§ **Request 1**
How many lines in the records contain the string "sand"? Reply with the number alone.

Commentary

DEI-Ganassi merger a sign of the times in this difficult economy

The DEI-Chip Ganassi Racing merger shows us just how difficult times have become. And they're likely to get worse before they get better, writes Terry Blount.

Updated: November 14, 2008, 11:25 AM ET
By Terry Blount | ESPN.com

CORAL GABLES, Fla. -- Somewhere today in South Florida, Dale Earnhardt Jr. is chuckling.

OK, I don't know that for a fact, but it's a reasonable assumption.

Teresa Earnhardt, who had no intentions of making Junior her partner at Dale Earnhardt Inc. a year ago, now is a partner with Chip Ganassi.

This is what happens when NASCAR team owners reach survival mode. You do what you have to do, even if the pairing seems about as likely as Bill O'Reilly and Keith Olbermann sharing Thanksgiving dinner.

Welcome to the new NASCAR world of addition by subtraction. The merger between Dale Earnhardt Inc. and Chip Ganassi Racing has transformed six cars into four. Actually, it's seven to four if you count the No. 40 car that Ganassi already jettisoned earlier this season for lack of sponsorship.

These are difficult economic times. Even with this merger, Earnhardt-Ganassi Racing is a four-car team with only two and a half sponsors heading into 2009. There are no guarantees.

DEI is going through its second merger in a little more than a year's time. Bobby Ginn's team sold out to DEI last season. That move came after Earnhardt made his decision to join Hendrick Motorsports and leave the organization his father founded.

Junior wanted controlling interest in DEI, something his stepmother wasn't giving up. You have to wonder how things would look today had Earnhardt become the boss of DEI.

When Junior left, so did Budweiser, moving to Kasey Kahne's Dodge at Gillett Evernham Motorsports. DEI hasn't been able to acquire a full-time sponsor for the No. 01 car of Regan Smith, which it inherited from Ginn Racing.

The Army sponsorship, which is on the No. 8 Chevy with Mark Martin, is moving to Tony Stewart's new team at Stewart-Haas Racing, and Martin is going to Hendrick to join Earnhardt. Paul Menard is leaving DEI and taking the sponsorship dollars of his father's company to Yates Racing.

That left DEI with one sponsor -- Bass Pro Shops with driver Martin Truex Jr. -- and two other drivers -- Smith and Aric Almirola -- with no sponsors.

§ **Records for the task**
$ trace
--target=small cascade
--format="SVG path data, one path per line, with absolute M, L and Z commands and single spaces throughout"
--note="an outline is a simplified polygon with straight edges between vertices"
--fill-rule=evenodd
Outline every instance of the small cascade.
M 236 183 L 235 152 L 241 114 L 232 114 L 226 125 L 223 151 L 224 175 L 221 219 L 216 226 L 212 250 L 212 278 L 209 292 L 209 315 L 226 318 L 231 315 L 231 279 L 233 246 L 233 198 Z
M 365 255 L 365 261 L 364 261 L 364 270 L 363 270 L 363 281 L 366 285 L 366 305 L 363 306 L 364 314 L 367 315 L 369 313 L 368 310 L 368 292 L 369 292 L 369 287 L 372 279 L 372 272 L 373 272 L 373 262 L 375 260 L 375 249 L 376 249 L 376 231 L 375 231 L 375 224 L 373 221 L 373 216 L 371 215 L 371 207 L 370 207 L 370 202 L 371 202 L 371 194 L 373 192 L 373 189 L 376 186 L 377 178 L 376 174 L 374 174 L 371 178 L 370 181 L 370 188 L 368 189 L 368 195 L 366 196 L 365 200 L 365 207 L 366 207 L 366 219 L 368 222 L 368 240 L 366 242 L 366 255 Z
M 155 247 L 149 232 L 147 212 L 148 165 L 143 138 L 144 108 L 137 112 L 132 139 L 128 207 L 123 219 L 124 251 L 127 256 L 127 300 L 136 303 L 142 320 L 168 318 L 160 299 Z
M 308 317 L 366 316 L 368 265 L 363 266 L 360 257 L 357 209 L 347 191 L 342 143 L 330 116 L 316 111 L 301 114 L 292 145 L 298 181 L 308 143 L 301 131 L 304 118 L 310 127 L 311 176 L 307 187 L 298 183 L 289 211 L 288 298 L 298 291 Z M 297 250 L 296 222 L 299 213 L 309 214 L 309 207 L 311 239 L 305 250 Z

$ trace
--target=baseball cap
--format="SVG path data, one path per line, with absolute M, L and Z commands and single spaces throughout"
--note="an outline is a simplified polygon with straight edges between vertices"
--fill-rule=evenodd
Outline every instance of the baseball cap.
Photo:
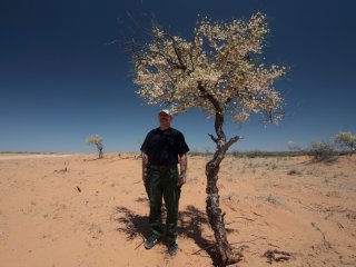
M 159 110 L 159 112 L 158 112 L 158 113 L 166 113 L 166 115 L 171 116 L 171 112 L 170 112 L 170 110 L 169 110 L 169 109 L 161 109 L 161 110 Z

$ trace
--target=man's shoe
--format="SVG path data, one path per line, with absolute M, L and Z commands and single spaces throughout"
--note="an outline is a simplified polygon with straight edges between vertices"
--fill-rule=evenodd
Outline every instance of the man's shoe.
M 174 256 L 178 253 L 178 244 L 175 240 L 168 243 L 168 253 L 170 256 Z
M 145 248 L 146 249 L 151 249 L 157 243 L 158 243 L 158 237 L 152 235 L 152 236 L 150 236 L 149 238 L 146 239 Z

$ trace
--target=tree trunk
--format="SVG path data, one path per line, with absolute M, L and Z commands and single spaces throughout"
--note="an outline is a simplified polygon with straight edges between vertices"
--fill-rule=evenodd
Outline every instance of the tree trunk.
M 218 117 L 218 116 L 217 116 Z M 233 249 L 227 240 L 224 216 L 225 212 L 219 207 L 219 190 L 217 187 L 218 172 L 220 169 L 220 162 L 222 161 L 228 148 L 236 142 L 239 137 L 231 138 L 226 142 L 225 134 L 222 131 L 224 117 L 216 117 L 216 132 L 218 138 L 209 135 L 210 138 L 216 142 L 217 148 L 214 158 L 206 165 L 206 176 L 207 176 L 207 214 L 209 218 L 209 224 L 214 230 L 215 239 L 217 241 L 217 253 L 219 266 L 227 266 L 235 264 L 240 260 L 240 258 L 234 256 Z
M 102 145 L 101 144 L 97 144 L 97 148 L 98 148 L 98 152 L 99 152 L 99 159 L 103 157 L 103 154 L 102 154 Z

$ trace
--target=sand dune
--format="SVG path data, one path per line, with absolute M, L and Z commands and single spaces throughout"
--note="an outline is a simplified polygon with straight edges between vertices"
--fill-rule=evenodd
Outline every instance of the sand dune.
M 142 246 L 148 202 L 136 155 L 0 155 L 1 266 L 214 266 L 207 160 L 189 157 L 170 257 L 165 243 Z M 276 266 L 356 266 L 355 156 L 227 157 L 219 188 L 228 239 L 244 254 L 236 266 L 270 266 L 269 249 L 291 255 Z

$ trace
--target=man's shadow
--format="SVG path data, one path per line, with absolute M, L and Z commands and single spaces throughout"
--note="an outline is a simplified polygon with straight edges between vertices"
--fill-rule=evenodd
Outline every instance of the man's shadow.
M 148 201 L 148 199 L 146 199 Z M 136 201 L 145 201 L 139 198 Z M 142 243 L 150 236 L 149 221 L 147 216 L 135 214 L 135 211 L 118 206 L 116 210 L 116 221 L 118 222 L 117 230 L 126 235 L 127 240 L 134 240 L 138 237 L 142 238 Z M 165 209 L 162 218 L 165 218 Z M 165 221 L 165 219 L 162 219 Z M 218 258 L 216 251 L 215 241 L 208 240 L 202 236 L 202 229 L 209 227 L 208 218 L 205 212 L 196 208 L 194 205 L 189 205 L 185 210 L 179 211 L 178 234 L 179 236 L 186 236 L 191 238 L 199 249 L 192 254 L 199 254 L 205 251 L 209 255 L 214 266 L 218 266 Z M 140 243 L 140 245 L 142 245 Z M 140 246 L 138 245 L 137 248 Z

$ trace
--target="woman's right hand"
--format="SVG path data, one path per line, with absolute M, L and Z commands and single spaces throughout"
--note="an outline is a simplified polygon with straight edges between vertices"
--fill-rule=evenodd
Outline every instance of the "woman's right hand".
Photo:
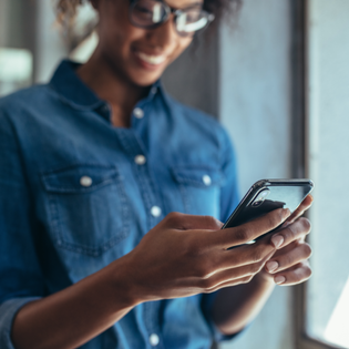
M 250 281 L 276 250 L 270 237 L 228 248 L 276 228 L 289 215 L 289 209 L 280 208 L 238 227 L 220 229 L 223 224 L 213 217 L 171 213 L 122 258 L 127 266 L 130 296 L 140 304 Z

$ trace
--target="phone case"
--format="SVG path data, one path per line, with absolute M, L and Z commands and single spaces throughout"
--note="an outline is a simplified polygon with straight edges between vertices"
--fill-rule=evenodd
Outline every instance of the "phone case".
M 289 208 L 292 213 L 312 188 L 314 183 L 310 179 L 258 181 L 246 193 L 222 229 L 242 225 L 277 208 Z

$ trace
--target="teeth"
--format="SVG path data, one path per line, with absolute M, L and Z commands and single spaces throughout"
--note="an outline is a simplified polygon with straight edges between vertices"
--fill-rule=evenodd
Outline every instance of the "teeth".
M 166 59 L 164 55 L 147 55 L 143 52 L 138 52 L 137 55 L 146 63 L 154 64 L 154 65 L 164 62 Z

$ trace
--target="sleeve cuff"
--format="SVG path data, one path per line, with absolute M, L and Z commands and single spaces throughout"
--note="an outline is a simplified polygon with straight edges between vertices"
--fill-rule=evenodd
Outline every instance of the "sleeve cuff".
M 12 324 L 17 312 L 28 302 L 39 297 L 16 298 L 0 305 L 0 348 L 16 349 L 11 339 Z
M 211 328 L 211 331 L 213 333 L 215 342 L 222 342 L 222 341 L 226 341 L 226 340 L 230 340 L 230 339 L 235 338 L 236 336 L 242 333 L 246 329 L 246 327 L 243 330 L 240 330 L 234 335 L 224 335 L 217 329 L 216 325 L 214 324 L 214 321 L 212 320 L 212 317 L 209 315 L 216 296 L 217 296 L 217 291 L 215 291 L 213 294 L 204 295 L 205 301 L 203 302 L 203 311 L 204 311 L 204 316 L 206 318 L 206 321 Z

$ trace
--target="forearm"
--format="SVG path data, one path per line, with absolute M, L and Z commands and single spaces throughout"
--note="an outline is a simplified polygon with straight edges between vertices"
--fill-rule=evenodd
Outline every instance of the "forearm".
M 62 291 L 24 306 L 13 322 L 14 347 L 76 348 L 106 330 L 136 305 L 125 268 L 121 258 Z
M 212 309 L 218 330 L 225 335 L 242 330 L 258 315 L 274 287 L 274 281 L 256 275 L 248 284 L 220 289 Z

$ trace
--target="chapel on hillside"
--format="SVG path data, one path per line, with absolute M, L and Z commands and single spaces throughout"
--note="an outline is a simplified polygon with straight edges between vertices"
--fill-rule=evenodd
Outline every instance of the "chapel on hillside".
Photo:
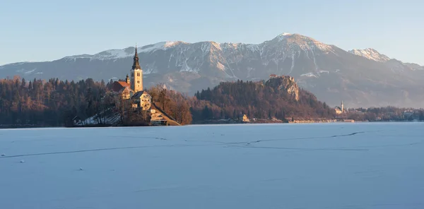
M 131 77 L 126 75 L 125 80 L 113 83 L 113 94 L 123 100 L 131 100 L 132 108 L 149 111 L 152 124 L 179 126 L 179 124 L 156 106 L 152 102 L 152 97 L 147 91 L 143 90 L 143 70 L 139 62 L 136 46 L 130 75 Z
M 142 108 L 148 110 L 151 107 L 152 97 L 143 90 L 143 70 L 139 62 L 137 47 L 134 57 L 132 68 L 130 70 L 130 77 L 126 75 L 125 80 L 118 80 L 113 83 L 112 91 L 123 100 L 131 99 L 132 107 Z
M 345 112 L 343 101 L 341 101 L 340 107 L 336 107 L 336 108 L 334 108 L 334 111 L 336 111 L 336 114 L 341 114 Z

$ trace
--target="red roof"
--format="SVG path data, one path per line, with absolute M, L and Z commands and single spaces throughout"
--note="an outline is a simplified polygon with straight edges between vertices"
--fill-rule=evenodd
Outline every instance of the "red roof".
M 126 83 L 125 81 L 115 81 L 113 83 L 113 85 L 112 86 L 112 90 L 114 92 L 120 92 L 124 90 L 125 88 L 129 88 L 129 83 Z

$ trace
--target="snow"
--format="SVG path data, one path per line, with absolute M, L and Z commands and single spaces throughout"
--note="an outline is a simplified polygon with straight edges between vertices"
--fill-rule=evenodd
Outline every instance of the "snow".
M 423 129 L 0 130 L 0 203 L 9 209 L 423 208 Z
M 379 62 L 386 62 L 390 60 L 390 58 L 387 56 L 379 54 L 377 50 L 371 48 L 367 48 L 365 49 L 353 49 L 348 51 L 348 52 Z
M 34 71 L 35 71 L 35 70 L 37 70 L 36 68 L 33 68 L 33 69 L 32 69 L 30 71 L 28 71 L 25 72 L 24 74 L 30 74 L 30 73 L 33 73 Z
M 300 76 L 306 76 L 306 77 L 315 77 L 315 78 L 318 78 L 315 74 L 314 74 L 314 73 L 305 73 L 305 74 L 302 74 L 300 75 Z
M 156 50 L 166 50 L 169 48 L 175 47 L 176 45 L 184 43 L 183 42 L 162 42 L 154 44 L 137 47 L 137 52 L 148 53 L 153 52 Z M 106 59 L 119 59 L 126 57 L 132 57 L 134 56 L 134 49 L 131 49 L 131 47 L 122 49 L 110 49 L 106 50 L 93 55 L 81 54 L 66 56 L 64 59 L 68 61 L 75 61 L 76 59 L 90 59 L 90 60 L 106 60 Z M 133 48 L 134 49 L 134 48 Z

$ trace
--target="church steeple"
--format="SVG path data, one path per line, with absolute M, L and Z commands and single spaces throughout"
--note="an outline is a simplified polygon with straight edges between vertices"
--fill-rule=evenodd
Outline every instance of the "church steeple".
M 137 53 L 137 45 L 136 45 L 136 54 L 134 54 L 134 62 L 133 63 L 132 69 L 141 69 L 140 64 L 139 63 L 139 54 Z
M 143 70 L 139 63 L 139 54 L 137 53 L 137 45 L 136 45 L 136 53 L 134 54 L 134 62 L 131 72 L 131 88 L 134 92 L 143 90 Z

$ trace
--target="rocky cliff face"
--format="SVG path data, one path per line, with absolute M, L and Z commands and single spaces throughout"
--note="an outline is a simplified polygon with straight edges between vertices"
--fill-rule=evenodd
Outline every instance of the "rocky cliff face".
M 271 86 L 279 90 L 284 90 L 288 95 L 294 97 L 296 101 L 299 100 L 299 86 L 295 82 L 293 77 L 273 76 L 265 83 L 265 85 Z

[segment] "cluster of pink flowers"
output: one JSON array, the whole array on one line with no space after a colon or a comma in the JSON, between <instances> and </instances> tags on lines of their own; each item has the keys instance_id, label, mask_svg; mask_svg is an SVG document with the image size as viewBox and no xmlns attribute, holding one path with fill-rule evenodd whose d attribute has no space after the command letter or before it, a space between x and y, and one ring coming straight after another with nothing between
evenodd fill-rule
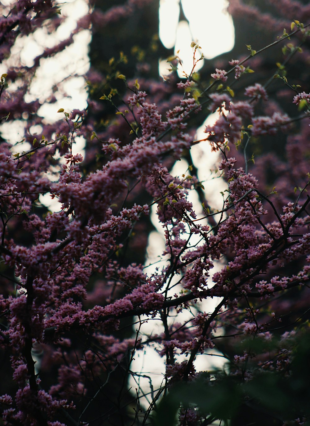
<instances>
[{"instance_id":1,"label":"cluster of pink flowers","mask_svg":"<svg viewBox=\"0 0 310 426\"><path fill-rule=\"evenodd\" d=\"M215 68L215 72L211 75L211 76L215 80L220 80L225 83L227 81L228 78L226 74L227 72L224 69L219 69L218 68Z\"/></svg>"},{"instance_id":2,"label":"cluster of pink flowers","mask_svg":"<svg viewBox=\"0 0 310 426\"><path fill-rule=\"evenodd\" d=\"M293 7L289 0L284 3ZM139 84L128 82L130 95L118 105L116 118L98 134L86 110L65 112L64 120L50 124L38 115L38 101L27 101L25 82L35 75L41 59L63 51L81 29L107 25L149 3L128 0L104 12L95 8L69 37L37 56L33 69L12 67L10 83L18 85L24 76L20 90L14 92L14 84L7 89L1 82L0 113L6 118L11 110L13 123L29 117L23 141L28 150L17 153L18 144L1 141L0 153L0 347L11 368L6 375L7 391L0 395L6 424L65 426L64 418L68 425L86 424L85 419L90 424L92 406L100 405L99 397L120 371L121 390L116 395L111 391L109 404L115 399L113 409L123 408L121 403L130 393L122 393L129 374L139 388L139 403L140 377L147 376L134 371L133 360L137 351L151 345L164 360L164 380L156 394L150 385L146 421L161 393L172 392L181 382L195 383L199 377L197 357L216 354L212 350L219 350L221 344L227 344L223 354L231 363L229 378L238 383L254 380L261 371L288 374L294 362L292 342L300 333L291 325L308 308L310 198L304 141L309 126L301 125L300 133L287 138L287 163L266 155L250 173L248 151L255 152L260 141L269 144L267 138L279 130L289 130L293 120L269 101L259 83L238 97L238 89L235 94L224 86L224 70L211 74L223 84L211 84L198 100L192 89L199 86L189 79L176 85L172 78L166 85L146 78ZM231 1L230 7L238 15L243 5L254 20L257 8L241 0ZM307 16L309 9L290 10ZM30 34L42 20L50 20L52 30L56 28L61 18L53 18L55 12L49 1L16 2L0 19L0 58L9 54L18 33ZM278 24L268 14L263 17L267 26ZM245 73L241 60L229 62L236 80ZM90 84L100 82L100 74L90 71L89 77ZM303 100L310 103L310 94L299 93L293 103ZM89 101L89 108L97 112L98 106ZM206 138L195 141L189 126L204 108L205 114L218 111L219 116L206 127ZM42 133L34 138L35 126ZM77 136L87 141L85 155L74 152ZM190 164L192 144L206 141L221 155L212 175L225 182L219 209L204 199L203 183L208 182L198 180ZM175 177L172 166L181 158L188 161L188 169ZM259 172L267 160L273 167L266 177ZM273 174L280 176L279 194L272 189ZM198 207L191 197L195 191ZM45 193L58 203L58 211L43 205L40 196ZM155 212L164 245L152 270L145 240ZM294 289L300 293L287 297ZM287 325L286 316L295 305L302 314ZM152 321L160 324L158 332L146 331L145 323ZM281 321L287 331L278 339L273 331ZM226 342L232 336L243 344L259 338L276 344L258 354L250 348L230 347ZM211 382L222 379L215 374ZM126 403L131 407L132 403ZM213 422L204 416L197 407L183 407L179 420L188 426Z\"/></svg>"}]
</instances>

§ **Request 2**
Continue the commentary on the DEI-Ganassi merger from its last sentence.

§ **Exercise output 1**
2

§ **Exercise output 2**
Maybe all this would have happened if Earnhardt had stayed at DEI. The economy took a major downturn since Junior's departure. But maybe things wouldn't have gotten this dire.

Stewart is a prime example of how a big name can bring in big sponsors. Haas CNC Racing gave Stewart ownership rights -- emphasis on gave -- knowing he could bring sponsors and quality personnel to help the team become competitive.

Old Spice, Office Depot and the Army all have come on board, bringing a cash infusion of more than $30 million for the 2009 season. And 2008 Daytona 500 winner Ryan Newman will join Stewart in the new operation. Stewart is expected to announce other additions this weekend.

If Stewart has that much appeal and power to transform a fledgling Sprint Cup operation, how much more could Earnhardt have brought to DEI?

We'll never know, but DEI still is trying to plug the holes in the dam that resulted from his departure. Reports Wednesday had DEI planning to lay off more than 100 employees because of the merger.

As for Ganassi, it's hard to imagine just how this shotgun marriage, whoops, I mean merger, is going to work out. It appears his team will switch from Dodge to Chevy, although no one has listed all the details of the plan yet.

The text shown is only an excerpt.